(Referring expression data)
--- START ---

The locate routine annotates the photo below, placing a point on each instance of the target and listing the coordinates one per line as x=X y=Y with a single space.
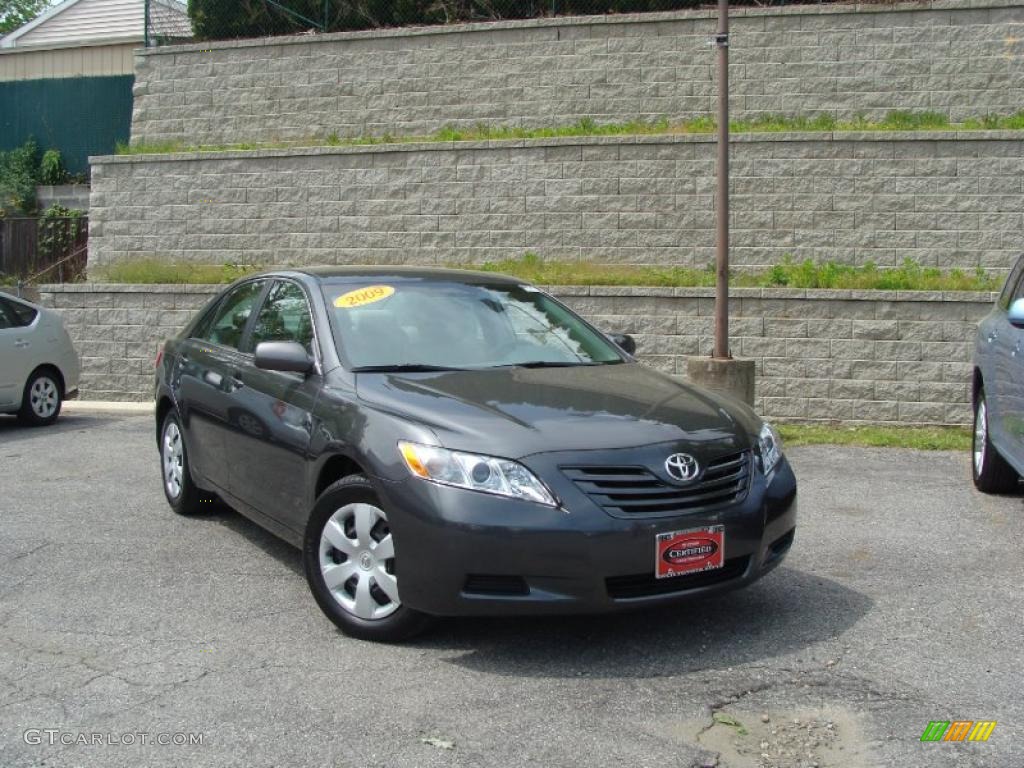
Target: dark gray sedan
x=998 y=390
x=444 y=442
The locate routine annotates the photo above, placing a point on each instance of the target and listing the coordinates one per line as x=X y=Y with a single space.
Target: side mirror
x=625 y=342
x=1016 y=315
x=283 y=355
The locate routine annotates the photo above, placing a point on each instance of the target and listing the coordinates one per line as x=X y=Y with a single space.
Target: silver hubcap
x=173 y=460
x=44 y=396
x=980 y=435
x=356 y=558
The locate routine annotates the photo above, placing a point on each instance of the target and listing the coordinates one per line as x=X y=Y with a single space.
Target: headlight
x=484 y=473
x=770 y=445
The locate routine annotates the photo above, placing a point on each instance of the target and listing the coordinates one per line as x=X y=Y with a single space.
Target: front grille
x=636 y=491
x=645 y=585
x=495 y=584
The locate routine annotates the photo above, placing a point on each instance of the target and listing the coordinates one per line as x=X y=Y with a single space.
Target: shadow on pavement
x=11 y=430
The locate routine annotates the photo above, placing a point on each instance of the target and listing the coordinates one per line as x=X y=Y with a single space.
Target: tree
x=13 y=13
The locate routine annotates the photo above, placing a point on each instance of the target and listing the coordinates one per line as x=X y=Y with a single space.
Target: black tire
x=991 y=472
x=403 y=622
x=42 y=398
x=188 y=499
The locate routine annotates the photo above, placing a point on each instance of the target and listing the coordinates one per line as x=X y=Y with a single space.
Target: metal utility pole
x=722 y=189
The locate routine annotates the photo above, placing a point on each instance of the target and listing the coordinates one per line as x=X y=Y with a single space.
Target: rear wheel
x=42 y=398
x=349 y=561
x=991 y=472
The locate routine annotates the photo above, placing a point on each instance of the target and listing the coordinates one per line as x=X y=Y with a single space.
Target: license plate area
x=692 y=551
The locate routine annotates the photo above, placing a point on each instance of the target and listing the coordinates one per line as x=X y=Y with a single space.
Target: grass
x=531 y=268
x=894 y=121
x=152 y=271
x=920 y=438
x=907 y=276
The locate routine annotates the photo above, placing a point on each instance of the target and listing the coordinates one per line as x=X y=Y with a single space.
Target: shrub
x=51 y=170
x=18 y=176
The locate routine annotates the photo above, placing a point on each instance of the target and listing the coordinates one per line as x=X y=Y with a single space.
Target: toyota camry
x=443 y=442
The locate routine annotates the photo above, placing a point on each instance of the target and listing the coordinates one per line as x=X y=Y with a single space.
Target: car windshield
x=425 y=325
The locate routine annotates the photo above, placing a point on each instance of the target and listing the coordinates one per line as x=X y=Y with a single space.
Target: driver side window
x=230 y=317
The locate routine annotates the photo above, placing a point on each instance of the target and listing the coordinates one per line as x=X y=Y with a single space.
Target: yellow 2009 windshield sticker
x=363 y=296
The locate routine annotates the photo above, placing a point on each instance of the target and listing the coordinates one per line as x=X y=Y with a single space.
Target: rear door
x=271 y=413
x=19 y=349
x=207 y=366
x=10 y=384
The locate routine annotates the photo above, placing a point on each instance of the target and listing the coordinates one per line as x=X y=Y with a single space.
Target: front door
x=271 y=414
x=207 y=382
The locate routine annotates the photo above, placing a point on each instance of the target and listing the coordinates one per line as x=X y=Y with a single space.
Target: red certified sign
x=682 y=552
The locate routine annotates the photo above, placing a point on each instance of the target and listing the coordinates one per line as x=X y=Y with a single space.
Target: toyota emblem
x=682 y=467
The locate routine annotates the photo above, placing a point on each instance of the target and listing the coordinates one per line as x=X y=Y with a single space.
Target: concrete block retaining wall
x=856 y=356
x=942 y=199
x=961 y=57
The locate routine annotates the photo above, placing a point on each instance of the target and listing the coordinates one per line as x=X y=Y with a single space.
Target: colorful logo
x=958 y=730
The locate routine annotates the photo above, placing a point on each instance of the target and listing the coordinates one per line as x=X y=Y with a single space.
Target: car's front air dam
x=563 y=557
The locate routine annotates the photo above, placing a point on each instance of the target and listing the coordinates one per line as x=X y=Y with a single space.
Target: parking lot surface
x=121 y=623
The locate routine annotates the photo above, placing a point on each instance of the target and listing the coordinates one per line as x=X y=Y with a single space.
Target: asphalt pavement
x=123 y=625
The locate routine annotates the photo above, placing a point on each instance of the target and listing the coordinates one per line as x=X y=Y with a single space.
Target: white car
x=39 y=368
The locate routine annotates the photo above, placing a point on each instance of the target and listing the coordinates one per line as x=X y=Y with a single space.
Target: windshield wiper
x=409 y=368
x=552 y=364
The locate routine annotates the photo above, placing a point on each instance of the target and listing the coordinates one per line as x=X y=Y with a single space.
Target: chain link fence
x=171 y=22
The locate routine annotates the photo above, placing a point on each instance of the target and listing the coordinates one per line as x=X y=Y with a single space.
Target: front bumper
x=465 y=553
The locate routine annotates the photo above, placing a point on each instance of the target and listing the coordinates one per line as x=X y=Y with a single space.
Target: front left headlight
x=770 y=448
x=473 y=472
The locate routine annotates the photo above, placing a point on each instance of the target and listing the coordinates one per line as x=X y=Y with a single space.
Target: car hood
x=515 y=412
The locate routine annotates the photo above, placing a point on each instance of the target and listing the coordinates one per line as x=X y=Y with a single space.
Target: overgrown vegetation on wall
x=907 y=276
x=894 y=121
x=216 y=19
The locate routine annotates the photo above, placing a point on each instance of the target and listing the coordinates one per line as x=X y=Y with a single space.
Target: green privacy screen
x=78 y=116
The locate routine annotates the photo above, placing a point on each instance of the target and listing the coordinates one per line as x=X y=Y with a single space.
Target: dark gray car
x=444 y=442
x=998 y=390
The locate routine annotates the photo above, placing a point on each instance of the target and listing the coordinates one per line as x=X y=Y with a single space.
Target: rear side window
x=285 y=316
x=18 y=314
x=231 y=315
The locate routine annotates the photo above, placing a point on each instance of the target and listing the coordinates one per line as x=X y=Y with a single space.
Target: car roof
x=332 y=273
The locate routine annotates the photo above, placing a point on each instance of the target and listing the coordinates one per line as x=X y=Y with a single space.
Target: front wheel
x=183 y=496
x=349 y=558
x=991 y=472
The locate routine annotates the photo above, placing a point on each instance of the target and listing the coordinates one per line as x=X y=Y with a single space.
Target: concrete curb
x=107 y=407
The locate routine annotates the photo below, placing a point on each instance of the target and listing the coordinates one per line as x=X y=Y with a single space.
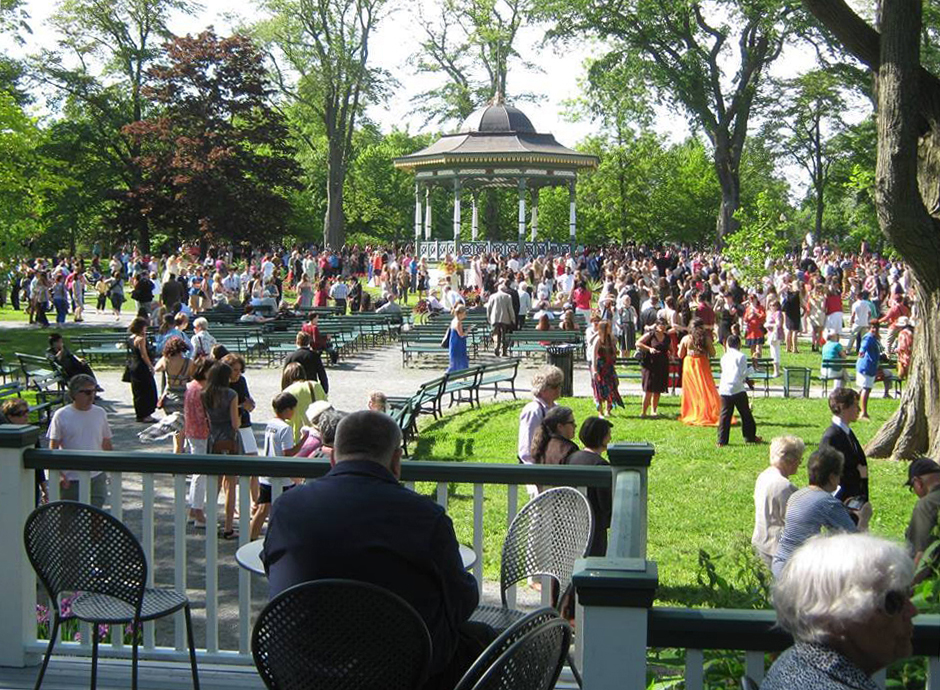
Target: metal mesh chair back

--- END ---

• Your objective
Pictures must be left out when the records are transcribed exactly.

• Task solution
The locate routine annotates the photo below, placing a point on each instance of the target and listing the coordinates one per line as x=X y=Y with a single space.
Target: dark gray sedan
x=998 y=390
x=444 y=442
The locate routine annotates the photo above, placing a point on each instance of the target and listing the coordinates one per line as x=X y=Y with a single space.
Target: side mirror
x=625 y=342
x=1016 y=315
x=283 y=355
The locate routine annotates the photo above, placing a point on each instance of the target and listing the coordinates one per line as x=X y=Y with a single space.
Target: silver hubcap
x=173 y=460
x=44 y=396
x=980 y=435
x=356 y=558
The locate routine annotates the photo above, placing a point on each instance of the target and listing the coordinates one per line as x=X y=Y with a single space.
Target: headlight
x=484 y=473
x=770 y=445
The locate routine annotates the photo above, placing a point on each instance of the target and listing the coordinates one per line as x=X y=Y with a single space.
Target: front grille
x=636 y=491
x=645 y=585
x=495 y=584
The locate routine annotates the photo above, placing a point on each instance of the target and listing the coordinates one per line as x=X y=Y with a single space.
Target: shadow on pavement
x=11 y=430
The locate routine annotates the photo above, placing a point on each instance of the target and listing the coordinates one per line as x=X y=Y with a single space.
Target: tree
x=13 y=13
The locate routine annotates the photo above, placing a point on each instance of the target and listing the coordinates one per line as x=X y=Y with a single space.
Target: black tire
x=991 y=472
x=403 y=622
x=42 y=398
x=188 y=499
The locate routine annotates the photo above, placing a point on each instance of the target and listing the coordinates one per line as x=X y=Y with a single space.
Target: metal utility pole
x=722 y=189
The locate routine annotates the photo above, placing a point on each instance of the target and listing the coordinates one per line as x=X y=Y with a single space.
Target: rear wheel
x=42 y=398
x=349 y=561
x=991 y=472
The locate routine annotates the photo above, placing a point on each instance of the target and listing the coordinates one per line as x=X y=Y with a single space.
Target: license plate area
x=692 y=551
The locate routine annotates the photo above, placing a point on each instance of the target and listing the coordinates one per line as x=X y=Y with a single space.
Target: grass
x=531 y=268
x=894 y=121
x=152 y=271
x=920 y=438
x=907 y=276
The locate routine annotates the photo above, placing a point on each instance of the target and listing the coordinates one per line as x=X y=Y with a single space.
Target: shrub
x=51 y=170
x=18 y=176
The locate routine annotates the photo above, placing a point on each instance of the target and listing the coordinates one per line as x=X y=Y with a single space.
Target: toyota camry
x=443 y=442
The locate routine annotates the photo above, placing a point on each instance of the target and listing the coordinates one per line as x=X y=Y with a single space.
Target: car windshield
x=425 y=325
The locate routine annotates the photo above, placing a point on each instance of the target and listing the coordinates one per line as x=X y=Y with a single space.
Target: driver side window
x=230 y=317
The locate routine annotates the photo above, placing a point on each instance of the target and listing the coordinates one per line as x=X y=Y with a single space.
Target: yellow 2009 windshield sticker
x=363 y=296
The locate routine annotates the photo above, placing a point on each instance of the target and listing the coordinates one per line as x=X y=Y with a single space.
Target: rear door
x=271 y=413
x=19 y=349
x=207 y=366
x=10 y=384
The locate routine annotates the photo above, placing a point on each instance of the target and listing the coordinates one per line as x=X y=Y with a single space.
Target: front door
x=271 y=414
x=207 y=382
The locate routine annotates the photo above, placing a point on each instance of the target and listing the coordinates one per line as x=X y=Y with a single space.
Target: red certified sign
x=682 y=552
The locate routine annotates the photo above, placing a point on each instance of the target and listing the coordinates one per line as x=X y=Y with a single space.
Target: toyota emblem
x=682 y=467
The locate routine annotates the photo above, placing a point on each instance of the target and listing the coordinates one per line as x=X y=Y with a single space.
Target: concrete block retaining wall
x=856 y=356
x=942 y=199
x=961 y=57
The locate routine annotates the photo above, placing a point on each instance of the target and listing the coordinates one per line as x=X y=Y with a single space.
Target: colorful logo
x=958 y=730
The locate routine annotates the photo above, placing a point on each instance of the target and listing the coordinates one per line as x=X y=Y with a single space.
Target: car's front air dam
x=563 y=557
The locate routine annotates the photo above, placing a point on each instance of the target and listing the coordinates one per line as x=X y=Y with a single space.
Target: parking lot surface
x=121 y=623
The locate routine annotates the photo above, placing a point on each instance of the target and listing the coordinates one per line as x=X y=Y with a single space.
Target: asphalt pavement
x=123 y=625
The locate routine annotates the photo above, placing a point on each instance of the target and listing the coordinates one per line as x=X y=Y with a single space.
Target: white car
x=39 y=368
The locate routine annotates the photo above, placing a point on each instance of the target and listing the coordinates one per line as x=X y=Y with a single space.
Target: windshield wiper
x=409 y=368
x=552 y=364
The locate routine annotates the photo above, placing a point on each instance of the target and listing the coordinates one per line as x=X y=Y with a single space.
Target: chain link fence
x=171 y=22
The locate routine annotates the photo above, placing a point on each instance of the target and listing the coordinates one per line as x=X y=Y with a single space.
Target: front bumper
x=465 y=553
The locate routine annotates the photo above, placing a point on each instance of the target and listing the coordinates one per line as x=X y=Y with a single space.
Target: front left headlight
x=770 y=448
x=473 y=472
The locate routine annotates the photo above, placing a point on each instance of the target and listing the coordinates one per line as x=X y=Y with a single space.
Target: car hood
x=515 y=412
The locate routine annotates the photo above, placing a point on each instance of the target and listing the coordinates one per line as x=X y=Y with a single space.
Target: overgrown vegetation on wall
x=907 y=276
x=894 y=121
x=216 y=19
The locate routine annotates the photo above, placing a point on each instance of the target and listing the coordinates one per line as x=X y=Y with a single space.
Target: green privacy screen
x=78 y=116
The locate routine annotates the photo above, placing a point on each instance of the target and listing the coordinates one per line as x=X y=Y with a single space.
Target: dark gray car
x=444 y=442
x=998 y=390
The locate routine annotates the photo above, placing a point on each instance of the target and listing the coordinates one per line as x=X y=Y with a single space.
Target: rear side window
x=285 y=316
x=18 y=314
x=231 y=315
The locate routine annotates the photo above, placing a point on each instance of the target and listing the coordinates one per line as x=X y=Y with a single space.
Target: car roof
x=332 y=273
The locate routine annotates the photo above, placing a point on each instance of the target and listing the coordinates one per line as x=X y=Y with a single space.
Target: front wheel
x=183 y=496
x=349 y=558
x=991 y=472
The locate routine annotates the photo above, placing a point on each instance of the target and listing the coordinates one per line as x=X y=Y with a single space.
Target: concrete curb
x=107 y=407
The locate routine annotates the photo below, placing a point on each instance of the target and listing the coordinates one per line as x=X y=Y with a single space.
Target: metal mesh chair back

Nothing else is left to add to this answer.